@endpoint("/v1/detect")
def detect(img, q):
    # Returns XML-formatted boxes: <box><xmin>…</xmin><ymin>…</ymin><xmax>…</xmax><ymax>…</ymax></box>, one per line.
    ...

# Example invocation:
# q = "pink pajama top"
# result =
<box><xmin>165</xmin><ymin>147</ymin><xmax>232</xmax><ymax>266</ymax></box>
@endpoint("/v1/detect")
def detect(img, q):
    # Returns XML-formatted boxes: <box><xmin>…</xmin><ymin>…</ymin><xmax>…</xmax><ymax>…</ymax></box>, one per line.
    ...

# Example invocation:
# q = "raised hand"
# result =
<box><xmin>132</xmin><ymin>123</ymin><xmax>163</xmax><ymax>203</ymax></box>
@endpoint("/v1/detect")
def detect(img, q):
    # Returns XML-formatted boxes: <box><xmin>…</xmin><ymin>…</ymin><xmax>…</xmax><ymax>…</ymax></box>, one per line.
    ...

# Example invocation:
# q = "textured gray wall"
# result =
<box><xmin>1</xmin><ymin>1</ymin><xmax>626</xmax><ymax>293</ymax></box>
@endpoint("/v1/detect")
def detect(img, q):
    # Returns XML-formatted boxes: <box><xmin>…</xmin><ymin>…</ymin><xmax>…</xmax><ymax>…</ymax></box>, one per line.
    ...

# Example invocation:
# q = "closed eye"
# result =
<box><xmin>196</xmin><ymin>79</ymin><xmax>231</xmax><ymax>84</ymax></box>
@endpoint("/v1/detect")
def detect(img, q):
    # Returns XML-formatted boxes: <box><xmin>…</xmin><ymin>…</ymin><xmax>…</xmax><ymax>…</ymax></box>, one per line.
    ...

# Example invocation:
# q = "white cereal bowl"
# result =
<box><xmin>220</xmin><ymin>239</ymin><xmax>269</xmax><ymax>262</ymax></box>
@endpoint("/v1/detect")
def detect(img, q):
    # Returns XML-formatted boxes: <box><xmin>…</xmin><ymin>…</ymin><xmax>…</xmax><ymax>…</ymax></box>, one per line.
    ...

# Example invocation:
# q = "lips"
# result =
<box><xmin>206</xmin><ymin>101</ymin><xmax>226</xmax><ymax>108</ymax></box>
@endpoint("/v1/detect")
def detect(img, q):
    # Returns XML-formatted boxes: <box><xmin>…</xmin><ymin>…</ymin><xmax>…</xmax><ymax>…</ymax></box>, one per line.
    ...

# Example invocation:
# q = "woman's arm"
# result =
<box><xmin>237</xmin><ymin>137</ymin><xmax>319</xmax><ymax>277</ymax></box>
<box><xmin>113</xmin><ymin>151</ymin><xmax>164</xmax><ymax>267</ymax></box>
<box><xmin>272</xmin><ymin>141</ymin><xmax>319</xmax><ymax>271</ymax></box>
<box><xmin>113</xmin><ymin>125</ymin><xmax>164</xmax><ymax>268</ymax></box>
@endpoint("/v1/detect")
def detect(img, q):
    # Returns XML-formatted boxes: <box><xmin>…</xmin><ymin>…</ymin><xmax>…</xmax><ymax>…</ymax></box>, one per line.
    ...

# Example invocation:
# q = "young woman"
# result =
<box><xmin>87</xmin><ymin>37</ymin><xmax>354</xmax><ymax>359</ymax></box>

┄┄┄┄┄┄┄┄┄┄

> Task goal: For this exercise, output the records in full, exactly.

> Exercise response:
@endpoint("/v1/detect")
def detect(img, q):
    # Returns XML-formatted boxes: <box><xmin>…</xmin><ymin>…</ymin><xmax>…</xmax><ymax>…</ymax></box>, one per line.
    ...

# Example invocation:
# q = "pink pajama top"
# result =
<box><xmin>165</xmin><ymin>147</ymin><xmax>232</xmax><ymax>266</ymax></box>
@endpoint("/v1/detect")
def detect(img, q):
    # Returns XML-formatted boxes: <box><xmin>…</xmin><ymin>…</ymin><xmax>…</xmax><ymax>…</ymax></box>, one per line.
    ...

# Example invocation:
# q = "raised hand"
# result =
<box><xmin>132</xmin><ymin>123</ymin><xmax>163</xmax><ymax>203</ymax></box>
@endpoint("/v1/detect")
def detect(img, q):
    # Returns XML-formatted boxes: <box><xmin>…</xmin><ymin>…</ymin><xmax>…</xmax><ymax>…</ymax></box>, one per line.
    ...

# Example invocation:
# q = "textured gray wall"
# result =
<box><xmin>1</xmin><ymin>1</ymin><xmax>626</xmax><ymax>293</ymax></box>
@endpoint("/v1/detect")
def detect(img, q):
    # Returns XML-formatted boxes: <box><xmin>…</xmin><ymin>…</ymin><xmax>…</xmax><ymax>…</ymax></box>, one per line.
    ...

# Example invocation:
# q = "closed eye"
# result =
<box><xmin>196</xmin><ymin>79</ymin><xmax>231</xmax><ymax>84</ymax></box>
@endpoint("/v1/detect")
def detect(img, q):
    # Returns XML-formatted boxes: <box><xmin>…</xmin><ymin>…</ymin><xmax>…</xmax><ymax>…</ymax></box>, one per line.
    ...

# Example invocation:
# q = "white cereal bowl"
# result =
<box><xmin>220</xmin><ymin>239</ymin><xmax>269</xmax><ymax>262</ymax></box>
@endpoint("/v1/detect")
def detect(img, q):
    # Returns XML-formatted boxes: <box><xmin>…</xmin><ymin>…</ymin><xmax>…</xmax><ymax>…</ymax></box>, one per line.
    ...

# Example invocation:
# q = "lips"
# result =
<box><xmin>206</xmin><ymin>101</ymin><xmax>226</xmax><ymax>108</ymax></box>
@endpoint("/v1/detect")
def detect(img, q):
    # Returns XML-formatted boxes: <box><xmin>…</xmin><ymin>…</ymin><xmax>…</xmax><ymax>…</ymax></box>, one per line.
    ...

# Example invocation:
# q = "woman's arm"
# result =
<box><xmin>237</xmin><ymin>137</ymin><xmax>319</xmax><ymax>277</ymax></box>
<box><xmin>113</xmin><ymin>151</ymin><xmax>164</xmax><ymax>267</ymax></box>
<box><xmin>272</xmin><ymin>141</ymin><xmax>319</xmax><ymax>271</ymax></box>
<box><xmin>113</xmin><ymin>125</ymin><xmax>164</xmax><ymax>268</ymax></box>
@endpoint("/v1/detect")
def detect(img, q):
    # Returns XML-formatted boxes: <box><xmin>…</xmin><ymin>…</ymin><xmax>…</xmax><ymax>…</ymax></box>, one per line.
    ...

# Example invocation:
# q = "young woman"
# result =
<box><xmin>87</xmin><ymin>37</ymin><xmax>354</xmax><ymax>359</ymax></box>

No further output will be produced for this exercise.